## 给定各行
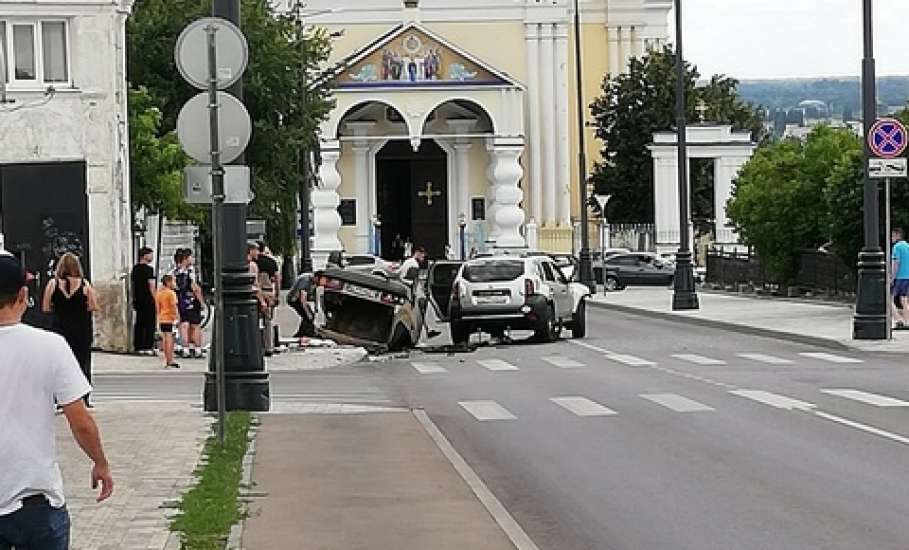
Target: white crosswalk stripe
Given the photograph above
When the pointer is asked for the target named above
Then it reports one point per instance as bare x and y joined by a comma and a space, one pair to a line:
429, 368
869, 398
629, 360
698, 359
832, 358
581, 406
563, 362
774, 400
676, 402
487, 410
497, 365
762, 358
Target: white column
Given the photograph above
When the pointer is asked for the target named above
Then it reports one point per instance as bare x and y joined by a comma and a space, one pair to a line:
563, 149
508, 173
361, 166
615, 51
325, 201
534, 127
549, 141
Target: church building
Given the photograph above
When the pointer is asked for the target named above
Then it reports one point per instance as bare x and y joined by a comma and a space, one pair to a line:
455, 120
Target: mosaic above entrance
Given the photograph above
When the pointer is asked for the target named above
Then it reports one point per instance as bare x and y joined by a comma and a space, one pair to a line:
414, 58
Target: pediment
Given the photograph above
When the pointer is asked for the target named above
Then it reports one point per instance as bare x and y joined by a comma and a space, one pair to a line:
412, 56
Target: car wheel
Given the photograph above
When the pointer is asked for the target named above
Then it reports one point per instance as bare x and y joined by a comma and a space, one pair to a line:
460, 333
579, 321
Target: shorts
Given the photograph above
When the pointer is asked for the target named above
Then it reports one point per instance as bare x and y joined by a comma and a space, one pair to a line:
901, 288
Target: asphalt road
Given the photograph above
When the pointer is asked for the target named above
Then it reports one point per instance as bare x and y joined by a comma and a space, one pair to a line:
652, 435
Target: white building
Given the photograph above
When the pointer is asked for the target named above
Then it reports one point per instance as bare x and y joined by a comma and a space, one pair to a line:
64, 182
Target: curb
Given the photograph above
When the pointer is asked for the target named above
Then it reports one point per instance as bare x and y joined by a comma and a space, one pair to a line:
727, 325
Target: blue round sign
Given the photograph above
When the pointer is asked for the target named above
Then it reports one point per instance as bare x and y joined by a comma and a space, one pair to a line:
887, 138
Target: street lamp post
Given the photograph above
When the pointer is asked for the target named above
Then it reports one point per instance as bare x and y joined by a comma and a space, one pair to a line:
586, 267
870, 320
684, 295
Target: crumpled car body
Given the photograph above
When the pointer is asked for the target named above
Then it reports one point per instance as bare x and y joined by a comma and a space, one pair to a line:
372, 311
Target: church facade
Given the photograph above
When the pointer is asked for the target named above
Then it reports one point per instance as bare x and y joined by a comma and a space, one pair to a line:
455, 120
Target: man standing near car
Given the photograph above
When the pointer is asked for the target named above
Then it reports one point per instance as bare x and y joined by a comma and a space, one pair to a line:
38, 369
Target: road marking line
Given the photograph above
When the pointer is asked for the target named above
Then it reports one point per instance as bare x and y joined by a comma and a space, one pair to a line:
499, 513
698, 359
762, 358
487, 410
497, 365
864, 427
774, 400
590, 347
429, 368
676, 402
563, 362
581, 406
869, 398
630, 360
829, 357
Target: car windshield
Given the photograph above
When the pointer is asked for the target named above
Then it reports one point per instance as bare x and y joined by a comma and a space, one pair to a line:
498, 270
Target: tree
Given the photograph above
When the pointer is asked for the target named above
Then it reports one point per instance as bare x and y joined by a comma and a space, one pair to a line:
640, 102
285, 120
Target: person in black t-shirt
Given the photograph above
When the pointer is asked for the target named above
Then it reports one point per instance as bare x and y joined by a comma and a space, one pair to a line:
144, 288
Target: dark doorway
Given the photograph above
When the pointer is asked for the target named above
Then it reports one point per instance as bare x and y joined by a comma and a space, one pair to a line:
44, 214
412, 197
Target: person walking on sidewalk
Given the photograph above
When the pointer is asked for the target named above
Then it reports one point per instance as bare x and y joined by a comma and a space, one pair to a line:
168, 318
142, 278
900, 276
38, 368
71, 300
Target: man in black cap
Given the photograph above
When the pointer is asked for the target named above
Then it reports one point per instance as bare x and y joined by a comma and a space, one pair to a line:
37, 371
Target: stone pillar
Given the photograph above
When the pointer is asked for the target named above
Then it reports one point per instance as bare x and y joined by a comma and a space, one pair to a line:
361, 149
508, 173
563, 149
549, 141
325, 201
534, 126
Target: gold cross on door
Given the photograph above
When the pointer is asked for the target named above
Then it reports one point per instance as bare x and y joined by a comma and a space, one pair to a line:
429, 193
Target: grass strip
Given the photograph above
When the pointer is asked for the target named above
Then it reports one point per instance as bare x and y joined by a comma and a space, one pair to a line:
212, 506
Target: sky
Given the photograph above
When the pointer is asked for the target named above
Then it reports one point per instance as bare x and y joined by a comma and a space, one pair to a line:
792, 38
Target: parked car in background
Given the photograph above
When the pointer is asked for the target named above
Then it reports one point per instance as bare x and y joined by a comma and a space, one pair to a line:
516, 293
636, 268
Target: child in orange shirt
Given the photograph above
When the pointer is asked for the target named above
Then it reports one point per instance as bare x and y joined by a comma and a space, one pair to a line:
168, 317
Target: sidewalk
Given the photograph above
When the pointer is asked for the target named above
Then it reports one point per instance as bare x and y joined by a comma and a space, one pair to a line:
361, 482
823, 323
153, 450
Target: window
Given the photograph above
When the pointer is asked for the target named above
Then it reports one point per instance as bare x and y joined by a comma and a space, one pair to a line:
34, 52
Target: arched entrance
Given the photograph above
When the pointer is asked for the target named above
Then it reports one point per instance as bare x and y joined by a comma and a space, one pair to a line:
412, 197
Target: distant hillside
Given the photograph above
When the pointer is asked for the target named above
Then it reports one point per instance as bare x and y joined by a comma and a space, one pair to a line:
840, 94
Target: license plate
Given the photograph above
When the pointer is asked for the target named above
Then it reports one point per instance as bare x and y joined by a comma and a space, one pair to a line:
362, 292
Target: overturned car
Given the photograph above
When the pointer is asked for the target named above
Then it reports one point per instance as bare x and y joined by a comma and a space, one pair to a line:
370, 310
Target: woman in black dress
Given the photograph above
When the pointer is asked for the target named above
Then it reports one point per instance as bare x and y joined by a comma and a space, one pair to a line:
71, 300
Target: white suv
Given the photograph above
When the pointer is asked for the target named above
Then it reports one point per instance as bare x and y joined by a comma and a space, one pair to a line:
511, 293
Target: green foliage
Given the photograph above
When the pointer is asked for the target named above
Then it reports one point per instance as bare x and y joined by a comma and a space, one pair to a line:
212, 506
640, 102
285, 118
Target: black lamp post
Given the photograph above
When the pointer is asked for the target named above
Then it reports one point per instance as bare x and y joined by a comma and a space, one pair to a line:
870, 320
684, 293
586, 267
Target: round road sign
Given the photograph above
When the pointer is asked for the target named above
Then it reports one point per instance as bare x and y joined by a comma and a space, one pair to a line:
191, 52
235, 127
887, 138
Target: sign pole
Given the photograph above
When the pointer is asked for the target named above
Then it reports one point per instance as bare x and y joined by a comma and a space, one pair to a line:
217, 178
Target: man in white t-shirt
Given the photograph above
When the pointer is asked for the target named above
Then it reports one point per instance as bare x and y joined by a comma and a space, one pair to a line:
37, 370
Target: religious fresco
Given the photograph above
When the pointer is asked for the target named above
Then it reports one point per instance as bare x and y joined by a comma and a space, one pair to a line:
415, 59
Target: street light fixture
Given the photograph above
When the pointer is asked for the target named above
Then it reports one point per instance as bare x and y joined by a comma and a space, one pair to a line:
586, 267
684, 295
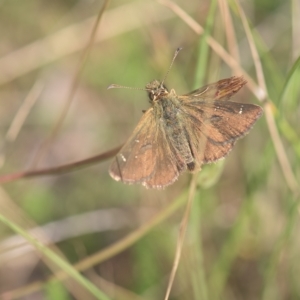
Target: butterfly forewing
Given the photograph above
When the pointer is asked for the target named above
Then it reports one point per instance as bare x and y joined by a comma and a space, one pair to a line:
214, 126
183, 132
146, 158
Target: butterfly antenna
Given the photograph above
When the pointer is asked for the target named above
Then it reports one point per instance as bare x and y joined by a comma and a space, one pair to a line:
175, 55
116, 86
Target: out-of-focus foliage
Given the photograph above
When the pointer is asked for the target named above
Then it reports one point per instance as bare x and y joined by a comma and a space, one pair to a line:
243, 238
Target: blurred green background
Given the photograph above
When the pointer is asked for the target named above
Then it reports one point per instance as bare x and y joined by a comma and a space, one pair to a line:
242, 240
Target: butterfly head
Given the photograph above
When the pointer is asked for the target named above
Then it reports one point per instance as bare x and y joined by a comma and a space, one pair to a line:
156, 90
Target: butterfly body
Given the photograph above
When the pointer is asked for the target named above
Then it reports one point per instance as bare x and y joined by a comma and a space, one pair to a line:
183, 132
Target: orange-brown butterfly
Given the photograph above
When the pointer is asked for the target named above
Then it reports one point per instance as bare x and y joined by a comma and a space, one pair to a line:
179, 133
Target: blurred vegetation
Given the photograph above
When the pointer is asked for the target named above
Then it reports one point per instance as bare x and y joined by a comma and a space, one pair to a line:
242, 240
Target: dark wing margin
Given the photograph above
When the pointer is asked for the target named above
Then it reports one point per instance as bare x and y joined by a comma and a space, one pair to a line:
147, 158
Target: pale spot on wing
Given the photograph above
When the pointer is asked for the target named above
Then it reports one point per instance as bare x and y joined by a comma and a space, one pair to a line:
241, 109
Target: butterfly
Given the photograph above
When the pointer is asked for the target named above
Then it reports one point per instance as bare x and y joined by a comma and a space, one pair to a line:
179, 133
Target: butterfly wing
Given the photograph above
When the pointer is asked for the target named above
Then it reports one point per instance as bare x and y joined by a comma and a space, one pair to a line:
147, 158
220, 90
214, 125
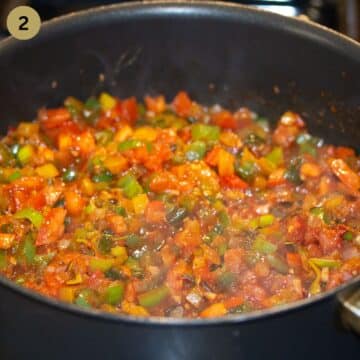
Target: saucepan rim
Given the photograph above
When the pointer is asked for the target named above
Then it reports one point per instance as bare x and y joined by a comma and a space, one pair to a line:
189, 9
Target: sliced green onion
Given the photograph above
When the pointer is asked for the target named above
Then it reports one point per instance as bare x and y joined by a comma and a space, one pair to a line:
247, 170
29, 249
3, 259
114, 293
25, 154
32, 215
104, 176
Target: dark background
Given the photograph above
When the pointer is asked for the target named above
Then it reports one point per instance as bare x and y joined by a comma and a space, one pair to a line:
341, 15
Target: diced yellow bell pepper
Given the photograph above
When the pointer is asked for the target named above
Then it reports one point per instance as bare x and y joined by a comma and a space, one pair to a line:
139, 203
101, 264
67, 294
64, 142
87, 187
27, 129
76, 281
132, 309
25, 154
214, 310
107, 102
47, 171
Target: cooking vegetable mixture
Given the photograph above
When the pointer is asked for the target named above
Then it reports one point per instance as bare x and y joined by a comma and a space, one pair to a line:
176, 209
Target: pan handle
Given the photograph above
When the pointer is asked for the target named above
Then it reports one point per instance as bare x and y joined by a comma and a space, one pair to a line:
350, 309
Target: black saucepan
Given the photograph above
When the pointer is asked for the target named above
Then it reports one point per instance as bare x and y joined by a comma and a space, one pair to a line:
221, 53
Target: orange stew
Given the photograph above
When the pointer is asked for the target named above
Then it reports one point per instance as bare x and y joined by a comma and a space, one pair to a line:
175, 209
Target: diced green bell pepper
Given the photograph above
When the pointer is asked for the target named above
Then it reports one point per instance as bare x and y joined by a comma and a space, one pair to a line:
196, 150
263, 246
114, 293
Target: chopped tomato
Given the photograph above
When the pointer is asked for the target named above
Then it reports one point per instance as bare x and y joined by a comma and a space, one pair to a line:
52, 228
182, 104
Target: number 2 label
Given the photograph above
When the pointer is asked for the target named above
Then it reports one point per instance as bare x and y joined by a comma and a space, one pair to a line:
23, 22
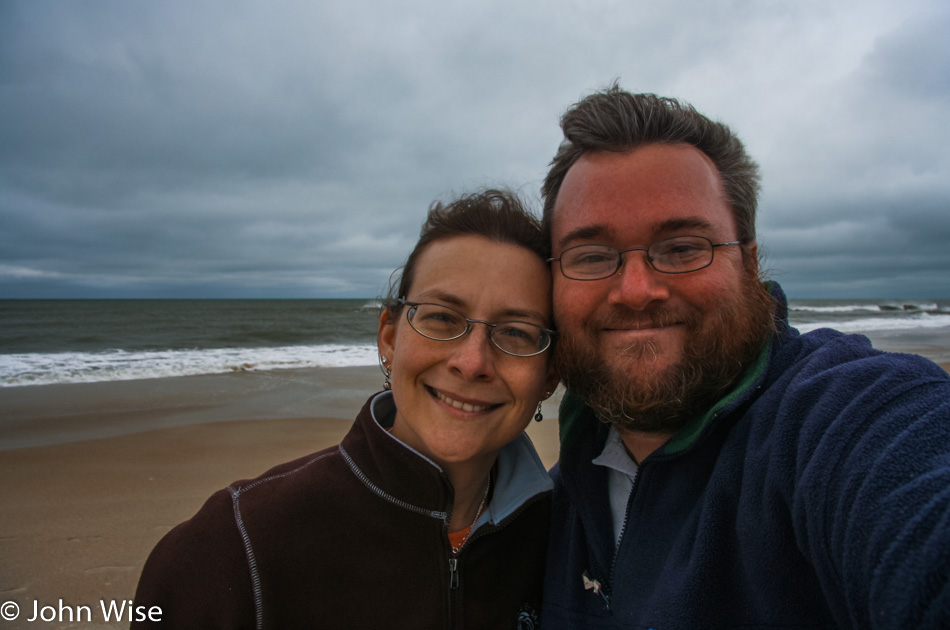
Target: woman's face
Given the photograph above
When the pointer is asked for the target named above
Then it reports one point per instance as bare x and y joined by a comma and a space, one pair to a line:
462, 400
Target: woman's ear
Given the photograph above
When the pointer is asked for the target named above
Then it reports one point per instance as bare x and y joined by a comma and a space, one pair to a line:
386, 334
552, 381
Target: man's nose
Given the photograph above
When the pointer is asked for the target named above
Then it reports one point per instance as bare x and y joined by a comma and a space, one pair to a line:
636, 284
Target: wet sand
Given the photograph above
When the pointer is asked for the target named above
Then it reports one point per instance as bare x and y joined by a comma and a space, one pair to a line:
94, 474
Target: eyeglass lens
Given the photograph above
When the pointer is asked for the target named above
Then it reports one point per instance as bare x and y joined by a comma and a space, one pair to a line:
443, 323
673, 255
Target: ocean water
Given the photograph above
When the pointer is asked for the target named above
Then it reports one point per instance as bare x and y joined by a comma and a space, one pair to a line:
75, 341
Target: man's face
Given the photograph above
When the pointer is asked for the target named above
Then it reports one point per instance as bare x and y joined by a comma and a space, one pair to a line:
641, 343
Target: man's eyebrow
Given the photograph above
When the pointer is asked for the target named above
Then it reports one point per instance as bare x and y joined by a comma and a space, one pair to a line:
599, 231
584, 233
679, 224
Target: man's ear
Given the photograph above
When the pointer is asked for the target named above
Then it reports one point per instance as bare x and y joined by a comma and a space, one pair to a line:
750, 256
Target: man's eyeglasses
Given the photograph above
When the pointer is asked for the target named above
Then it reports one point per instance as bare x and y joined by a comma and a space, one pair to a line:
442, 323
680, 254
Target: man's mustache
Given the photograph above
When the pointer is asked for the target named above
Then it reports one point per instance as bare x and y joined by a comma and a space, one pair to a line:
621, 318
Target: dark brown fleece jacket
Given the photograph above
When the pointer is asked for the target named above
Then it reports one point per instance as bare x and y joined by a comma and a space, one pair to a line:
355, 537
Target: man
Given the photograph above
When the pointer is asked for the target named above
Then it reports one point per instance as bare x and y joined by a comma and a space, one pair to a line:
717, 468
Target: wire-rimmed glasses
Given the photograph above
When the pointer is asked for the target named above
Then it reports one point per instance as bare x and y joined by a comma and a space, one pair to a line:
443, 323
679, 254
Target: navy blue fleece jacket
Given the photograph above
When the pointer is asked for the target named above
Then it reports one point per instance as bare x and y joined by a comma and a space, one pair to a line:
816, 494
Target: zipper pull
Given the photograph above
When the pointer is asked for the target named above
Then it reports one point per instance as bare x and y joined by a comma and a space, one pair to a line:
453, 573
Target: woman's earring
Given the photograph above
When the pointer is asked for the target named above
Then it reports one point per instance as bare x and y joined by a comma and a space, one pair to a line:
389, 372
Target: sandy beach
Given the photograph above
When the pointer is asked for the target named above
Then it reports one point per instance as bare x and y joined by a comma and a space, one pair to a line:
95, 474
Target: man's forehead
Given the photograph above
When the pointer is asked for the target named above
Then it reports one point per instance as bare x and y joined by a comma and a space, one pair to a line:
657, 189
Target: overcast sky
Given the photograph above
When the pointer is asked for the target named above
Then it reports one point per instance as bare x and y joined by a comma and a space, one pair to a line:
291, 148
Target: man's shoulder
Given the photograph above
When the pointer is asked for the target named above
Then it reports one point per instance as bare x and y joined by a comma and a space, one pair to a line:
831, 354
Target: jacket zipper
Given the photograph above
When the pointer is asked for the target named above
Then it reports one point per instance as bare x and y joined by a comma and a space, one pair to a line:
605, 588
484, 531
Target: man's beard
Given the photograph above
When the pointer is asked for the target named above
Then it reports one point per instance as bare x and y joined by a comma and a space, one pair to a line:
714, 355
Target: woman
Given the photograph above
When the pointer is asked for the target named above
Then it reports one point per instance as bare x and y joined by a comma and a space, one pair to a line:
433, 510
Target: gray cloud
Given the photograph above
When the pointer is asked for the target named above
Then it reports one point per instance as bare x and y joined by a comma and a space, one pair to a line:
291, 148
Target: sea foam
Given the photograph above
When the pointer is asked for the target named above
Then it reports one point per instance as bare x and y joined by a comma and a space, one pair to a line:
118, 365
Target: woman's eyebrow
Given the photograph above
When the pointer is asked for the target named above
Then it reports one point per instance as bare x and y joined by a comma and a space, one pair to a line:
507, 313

## 练习说明
请把从含有“Target: woman's eyebrow”的那一行起直到最后一行（含首尾两行）重新写出，其中的“photograph”替换为“image”，其余一律不变。

## 本题解答
Target: woman's eyebrow
Given the image above
When the pointer is asked for the target named above
Then it reports one point per instance as bare x and y joined by a comma and a space, one pair to a line:
507, 313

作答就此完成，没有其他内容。